- [To be done]
a) Decide whether each statement agrees with the functor text, answering yes or no and quoting the words of the text that settle it. (i) The writer added deriving Show wherever possible. (ii) A Bifunctor is described as a type constructor with three parameters. (iii) Recursive structures have already been differentiated at this point.
b) Print the passage of the functor text that begins at the words "Hmm. It's all" and stops after "up by hand)".

- [Article]
>> Begin

Hmm. It's all a bit abstract. So I added deriving Show
everywhere I could, and threw in
deriving instance (Show (DF f x), Show x) => Show (ZF f x)
which allowed the following interaction (tidied up by hand)
> downF (IF 1 :*: IF 2)
IF (LF (KF () :*: IF 2) :<-: 1) :*: IF (RF (IF 1 :*: KF ()) :<-: 2)
> fmap aroundF it
IF (LF (KF () :*: IF (RF (IF 1 :*: KF ()) :<-: 2)) :<-: (LF (KF () :*: IF 2) :<-: 1))
:*:
IF (RF (IF (LF (KF () :*: IF 2) :<-: 1) :*: KF ()) :<-: (RF (IF 1 :*: KF ()) :<-: 2))
Exercise Show that the composition of differentiable functors is differentiable, using the chain rule.
Sweet! Can we go home now? Of course not. We haven't differentiated any recursive structures yet.
Making recursive functors from bifunctors
A Bifunctor
, as the existing literature on datatype generic programming (see work by Patrik Jansson and Johan Jeuring, or excellent lecture notes by Jeremy Gibbons) explains at length is a type constructor with two parameters, corresponding to two sorts of substructure. We should be able to "map" both.
class Bifunctor b where
bimap :: (x -> x') -> (y -> y') -> b x y -> b x' y'
We can use Bifunctor
s to give the node structure of recursive containers. Each node has subnodes and elements. These can just be the two sorts of substructure.

>> End

- [Material]
>> Begin

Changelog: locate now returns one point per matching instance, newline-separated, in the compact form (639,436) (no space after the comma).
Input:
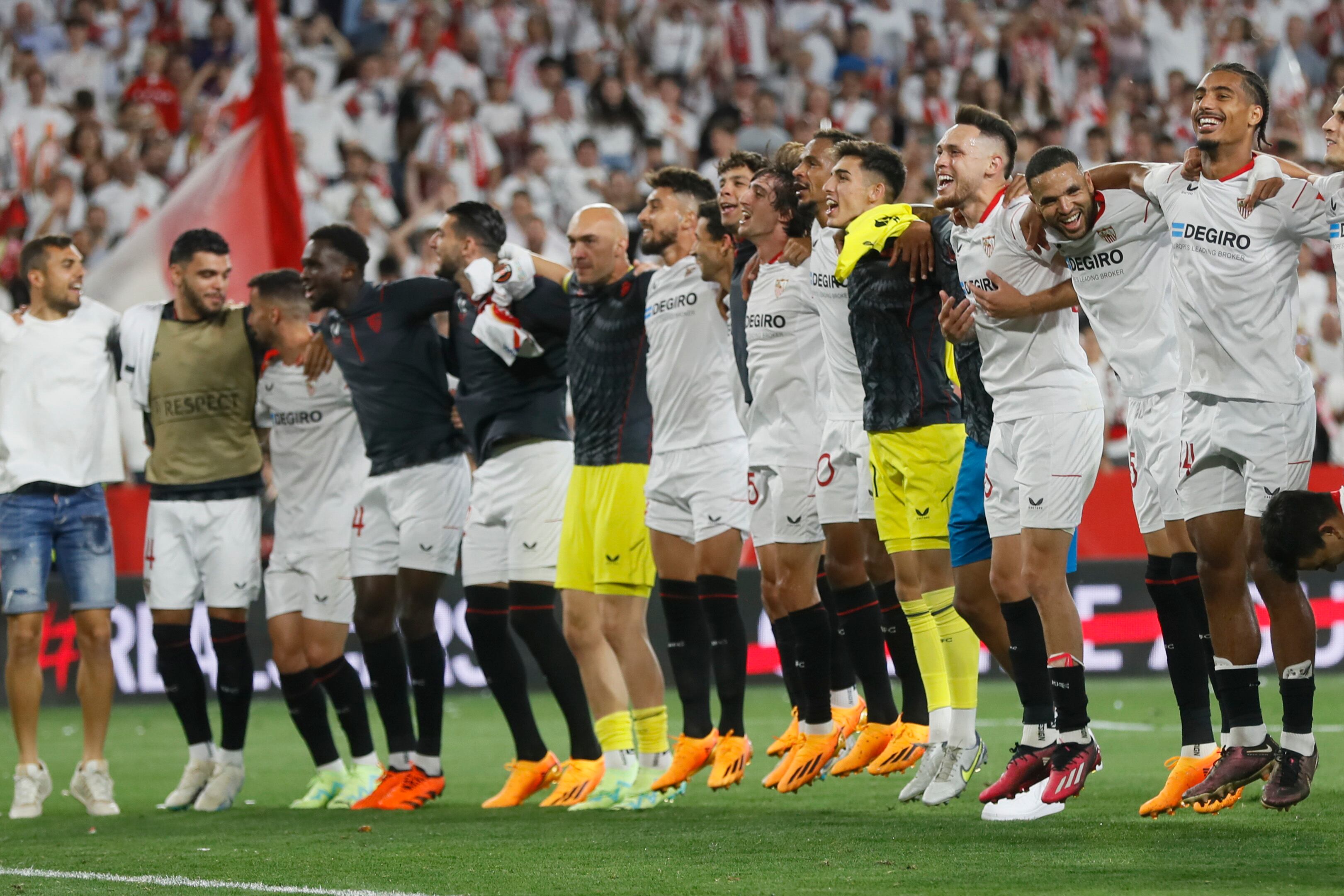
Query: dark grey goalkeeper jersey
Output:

>> End

- [Solutions in order]
a)
(i) Yes: "I added deriving Show"
(ii) No: "is a type constructor with two parameters"
(iii) No: "We haven't differentiated any recursive structures yet."

b)
Hmm. It's all a bit abstract. So I added deriving Show
everywhere I could, and threw in
deriving instance (Show (DF f x), Show x) => Show (ZF f x)
which allowed the following interaction (tidied up by hand)